DATA FOR THIS EXERCISE:
╭──
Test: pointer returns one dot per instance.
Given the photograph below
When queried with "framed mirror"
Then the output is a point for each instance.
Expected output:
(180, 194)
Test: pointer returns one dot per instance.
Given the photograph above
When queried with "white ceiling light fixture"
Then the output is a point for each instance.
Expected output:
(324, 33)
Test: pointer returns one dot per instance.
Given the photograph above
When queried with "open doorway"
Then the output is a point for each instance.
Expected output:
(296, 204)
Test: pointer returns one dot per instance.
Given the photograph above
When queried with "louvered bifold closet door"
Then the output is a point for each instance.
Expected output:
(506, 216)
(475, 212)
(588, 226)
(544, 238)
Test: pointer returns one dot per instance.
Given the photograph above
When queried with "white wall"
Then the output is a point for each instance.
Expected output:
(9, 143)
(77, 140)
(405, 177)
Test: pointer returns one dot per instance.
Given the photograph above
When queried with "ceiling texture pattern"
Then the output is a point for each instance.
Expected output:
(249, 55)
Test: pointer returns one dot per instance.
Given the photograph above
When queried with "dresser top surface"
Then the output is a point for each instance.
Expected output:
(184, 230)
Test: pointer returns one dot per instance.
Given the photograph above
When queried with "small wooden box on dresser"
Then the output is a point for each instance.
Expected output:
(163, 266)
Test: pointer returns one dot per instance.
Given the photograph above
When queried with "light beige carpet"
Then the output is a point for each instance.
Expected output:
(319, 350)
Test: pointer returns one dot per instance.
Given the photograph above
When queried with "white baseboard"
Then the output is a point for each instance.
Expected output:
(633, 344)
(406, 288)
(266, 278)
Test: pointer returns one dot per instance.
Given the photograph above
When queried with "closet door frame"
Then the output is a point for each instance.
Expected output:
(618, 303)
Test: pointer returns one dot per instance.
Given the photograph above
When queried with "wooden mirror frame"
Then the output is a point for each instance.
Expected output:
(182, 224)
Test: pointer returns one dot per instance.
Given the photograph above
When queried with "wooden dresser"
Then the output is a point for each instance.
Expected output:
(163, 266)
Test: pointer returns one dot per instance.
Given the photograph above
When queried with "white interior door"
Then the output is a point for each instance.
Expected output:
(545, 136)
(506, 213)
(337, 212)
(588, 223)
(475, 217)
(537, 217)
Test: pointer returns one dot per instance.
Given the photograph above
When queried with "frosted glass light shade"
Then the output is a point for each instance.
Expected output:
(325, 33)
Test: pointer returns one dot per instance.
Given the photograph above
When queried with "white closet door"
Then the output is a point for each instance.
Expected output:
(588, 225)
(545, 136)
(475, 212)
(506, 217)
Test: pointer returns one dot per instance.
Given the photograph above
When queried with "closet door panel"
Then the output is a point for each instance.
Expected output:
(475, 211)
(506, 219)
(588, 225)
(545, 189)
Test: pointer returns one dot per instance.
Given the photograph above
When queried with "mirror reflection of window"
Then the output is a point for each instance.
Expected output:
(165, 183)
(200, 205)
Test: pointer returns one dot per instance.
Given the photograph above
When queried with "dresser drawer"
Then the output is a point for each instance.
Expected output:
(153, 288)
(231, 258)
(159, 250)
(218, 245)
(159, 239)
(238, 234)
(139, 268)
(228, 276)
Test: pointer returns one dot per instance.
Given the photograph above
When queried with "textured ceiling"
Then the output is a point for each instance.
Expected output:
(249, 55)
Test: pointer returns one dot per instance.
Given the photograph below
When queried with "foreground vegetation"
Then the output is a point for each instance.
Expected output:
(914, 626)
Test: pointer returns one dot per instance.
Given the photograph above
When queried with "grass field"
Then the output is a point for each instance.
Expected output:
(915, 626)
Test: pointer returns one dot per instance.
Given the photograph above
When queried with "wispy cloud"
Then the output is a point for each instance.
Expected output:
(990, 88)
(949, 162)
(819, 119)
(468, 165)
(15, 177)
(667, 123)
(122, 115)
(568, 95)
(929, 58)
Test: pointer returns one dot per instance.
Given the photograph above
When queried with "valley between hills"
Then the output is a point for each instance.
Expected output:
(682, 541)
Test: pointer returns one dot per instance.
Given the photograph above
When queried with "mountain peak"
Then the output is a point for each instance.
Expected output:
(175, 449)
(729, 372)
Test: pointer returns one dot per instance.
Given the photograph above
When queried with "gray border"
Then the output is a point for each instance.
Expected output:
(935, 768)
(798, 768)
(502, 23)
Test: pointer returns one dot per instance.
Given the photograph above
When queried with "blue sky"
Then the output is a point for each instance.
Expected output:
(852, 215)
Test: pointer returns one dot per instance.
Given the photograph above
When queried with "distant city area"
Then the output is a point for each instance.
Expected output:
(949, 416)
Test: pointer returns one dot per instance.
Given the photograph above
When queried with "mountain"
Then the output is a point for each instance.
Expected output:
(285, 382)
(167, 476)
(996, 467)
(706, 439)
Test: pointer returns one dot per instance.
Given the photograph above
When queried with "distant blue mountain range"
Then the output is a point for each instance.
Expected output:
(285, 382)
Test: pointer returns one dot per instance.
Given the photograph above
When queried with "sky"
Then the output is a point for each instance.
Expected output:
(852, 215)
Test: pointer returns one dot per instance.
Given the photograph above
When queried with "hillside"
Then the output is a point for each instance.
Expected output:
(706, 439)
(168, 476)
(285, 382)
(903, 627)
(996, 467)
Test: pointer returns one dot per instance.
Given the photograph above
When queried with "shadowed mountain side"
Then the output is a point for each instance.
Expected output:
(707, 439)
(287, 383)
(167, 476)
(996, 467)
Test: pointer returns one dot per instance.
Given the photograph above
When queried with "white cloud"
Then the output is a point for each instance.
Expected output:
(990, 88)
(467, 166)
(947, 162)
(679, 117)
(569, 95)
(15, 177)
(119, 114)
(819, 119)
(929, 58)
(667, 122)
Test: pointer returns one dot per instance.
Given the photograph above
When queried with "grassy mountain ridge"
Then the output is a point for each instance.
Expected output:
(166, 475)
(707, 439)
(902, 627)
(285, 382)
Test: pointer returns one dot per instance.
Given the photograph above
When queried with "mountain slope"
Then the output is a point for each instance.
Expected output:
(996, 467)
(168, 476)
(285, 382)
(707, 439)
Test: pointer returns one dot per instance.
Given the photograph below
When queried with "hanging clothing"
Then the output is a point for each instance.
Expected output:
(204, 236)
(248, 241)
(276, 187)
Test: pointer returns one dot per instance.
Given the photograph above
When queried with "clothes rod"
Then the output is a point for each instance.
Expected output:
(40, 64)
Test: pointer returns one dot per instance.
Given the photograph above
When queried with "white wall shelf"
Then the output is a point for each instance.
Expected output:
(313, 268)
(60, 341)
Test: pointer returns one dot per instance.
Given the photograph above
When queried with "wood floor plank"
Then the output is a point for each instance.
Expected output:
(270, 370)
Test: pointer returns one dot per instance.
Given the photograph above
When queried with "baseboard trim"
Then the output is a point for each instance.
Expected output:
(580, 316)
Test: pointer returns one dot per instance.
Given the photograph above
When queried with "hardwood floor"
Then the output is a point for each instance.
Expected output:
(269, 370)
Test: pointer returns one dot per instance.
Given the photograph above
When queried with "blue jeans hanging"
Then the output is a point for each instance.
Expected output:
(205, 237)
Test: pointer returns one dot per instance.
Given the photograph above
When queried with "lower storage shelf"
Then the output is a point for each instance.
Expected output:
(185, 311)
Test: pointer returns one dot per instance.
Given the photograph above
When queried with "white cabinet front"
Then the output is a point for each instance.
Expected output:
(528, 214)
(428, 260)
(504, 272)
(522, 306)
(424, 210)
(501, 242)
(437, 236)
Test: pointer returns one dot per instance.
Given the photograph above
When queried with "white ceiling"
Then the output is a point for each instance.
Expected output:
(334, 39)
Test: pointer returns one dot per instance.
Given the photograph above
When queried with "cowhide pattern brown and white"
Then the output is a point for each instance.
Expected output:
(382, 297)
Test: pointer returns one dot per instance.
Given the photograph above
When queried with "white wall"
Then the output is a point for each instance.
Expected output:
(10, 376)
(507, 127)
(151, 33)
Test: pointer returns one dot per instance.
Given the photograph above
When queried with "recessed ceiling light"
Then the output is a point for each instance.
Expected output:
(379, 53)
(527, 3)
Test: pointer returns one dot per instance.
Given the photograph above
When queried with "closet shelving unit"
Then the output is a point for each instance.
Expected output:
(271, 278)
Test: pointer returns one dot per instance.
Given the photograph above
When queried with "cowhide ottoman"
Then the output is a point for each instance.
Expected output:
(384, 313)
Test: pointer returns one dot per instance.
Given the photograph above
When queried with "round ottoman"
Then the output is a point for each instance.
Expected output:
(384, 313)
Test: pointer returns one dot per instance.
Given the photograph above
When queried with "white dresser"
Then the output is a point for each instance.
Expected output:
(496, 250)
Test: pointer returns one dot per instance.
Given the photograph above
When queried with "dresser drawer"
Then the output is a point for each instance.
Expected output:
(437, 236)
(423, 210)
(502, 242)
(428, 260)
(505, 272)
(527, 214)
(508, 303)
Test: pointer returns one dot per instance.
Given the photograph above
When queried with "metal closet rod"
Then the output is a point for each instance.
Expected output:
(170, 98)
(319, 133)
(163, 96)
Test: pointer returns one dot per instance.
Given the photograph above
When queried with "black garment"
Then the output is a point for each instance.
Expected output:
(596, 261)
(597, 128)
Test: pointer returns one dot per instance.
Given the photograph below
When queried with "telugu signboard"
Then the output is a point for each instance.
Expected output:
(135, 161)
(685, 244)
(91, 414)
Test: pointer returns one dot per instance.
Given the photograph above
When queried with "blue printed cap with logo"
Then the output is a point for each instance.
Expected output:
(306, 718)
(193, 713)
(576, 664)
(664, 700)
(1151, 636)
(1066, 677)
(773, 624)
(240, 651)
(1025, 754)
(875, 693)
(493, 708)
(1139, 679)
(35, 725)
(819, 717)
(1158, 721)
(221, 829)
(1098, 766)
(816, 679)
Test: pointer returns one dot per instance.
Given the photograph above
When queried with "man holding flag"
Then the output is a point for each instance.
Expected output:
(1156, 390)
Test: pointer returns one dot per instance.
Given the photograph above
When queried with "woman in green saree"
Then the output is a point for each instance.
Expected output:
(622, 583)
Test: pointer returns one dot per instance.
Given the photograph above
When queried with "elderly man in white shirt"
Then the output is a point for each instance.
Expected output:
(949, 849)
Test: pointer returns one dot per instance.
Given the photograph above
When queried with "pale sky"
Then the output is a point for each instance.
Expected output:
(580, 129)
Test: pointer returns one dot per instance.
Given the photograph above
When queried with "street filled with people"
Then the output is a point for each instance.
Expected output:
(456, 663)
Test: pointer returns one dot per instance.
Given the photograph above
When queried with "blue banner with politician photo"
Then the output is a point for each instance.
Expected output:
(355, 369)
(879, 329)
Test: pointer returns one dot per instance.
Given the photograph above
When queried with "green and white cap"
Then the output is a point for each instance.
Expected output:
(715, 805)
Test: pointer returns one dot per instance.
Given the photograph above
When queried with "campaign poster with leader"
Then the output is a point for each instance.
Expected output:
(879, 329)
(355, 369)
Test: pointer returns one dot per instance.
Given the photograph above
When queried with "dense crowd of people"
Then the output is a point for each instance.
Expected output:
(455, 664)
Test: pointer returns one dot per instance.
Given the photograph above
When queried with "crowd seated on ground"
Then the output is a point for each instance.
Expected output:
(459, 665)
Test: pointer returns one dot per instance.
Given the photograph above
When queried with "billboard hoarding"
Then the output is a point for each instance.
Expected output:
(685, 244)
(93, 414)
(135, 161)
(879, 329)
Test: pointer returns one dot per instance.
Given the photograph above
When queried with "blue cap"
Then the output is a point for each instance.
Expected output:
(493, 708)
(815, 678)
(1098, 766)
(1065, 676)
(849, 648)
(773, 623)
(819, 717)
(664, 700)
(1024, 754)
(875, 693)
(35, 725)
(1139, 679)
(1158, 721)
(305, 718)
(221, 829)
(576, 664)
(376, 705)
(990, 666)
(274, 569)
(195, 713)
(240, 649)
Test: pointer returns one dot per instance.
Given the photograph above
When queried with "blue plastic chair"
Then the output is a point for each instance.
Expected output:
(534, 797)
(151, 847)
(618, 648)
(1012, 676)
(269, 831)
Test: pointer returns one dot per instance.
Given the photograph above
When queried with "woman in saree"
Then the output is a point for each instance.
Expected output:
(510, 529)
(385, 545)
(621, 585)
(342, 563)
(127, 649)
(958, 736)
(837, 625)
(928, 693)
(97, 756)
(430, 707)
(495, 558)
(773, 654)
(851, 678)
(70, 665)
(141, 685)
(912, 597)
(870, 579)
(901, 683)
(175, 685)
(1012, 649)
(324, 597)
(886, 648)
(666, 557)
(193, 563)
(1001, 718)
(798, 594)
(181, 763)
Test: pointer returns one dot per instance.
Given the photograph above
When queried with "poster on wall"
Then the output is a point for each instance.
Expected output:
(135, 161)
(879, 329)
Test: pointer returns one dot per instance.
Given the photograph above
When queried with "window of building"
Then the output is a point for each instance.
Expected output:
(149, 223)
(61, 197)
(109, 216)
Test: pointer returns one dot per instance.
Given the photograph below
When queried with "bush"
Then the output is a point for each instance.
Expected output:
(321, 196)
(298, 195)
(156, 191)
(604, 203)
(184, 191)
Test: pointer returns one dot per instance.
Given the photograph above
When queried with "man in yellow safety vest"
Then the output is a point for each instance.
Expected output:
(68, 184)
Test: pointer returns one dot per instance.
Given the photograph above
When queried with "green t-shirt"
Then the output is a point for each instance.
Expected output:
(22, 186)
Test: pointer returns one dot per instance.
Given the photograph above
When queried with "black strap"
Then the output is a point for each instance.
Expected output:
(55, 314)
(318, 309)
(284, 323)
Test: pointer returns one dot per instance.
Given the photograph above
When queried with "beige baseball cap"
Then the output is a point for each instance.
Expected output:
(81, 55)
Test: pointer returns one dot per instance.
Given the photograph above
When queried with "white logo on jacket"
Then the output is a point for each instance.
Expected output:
╰──
WORK TASK:
Check each line of the material for the word "dresser". State how many have it, and write nothing else.

COMPLETED TASK:
6